### WORKING DATA
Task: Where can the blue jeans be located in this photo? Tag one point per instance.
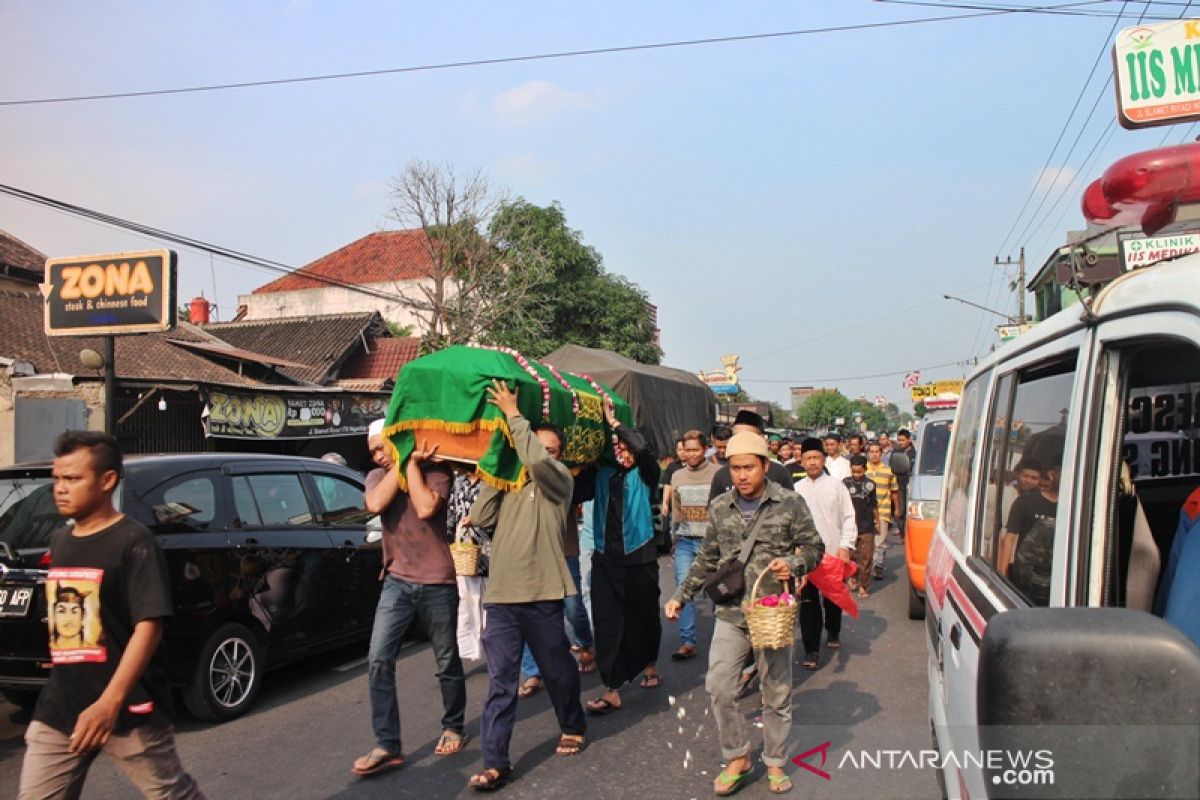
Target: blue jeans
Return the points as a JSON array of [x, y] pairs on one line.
[[687, 547], [400, 603], [576, 615], [539, 627]]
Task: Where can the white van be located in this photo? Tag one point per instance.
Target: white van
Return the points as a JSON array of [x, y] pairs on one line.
[[1047, 599]]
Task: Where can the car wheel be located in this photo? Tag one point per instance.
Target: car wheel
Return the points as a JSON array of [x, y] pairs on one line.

### EXERCISE REQUIREMENTS
For the lines from the one containing "Target: white van" through the end of the listing above, output each exactly and leave out the rest.

### RESPONSE TO THIS EXERCISE
Target: white van
Return the points as a JSON array of [x, y] pairs on one line.
[[1047, 599]]
Task: Where can the car wheel be located in this photo? Tag one point per instance.
Target: car wheel
Return the points as a JSON array of [x, y] pairs on one line.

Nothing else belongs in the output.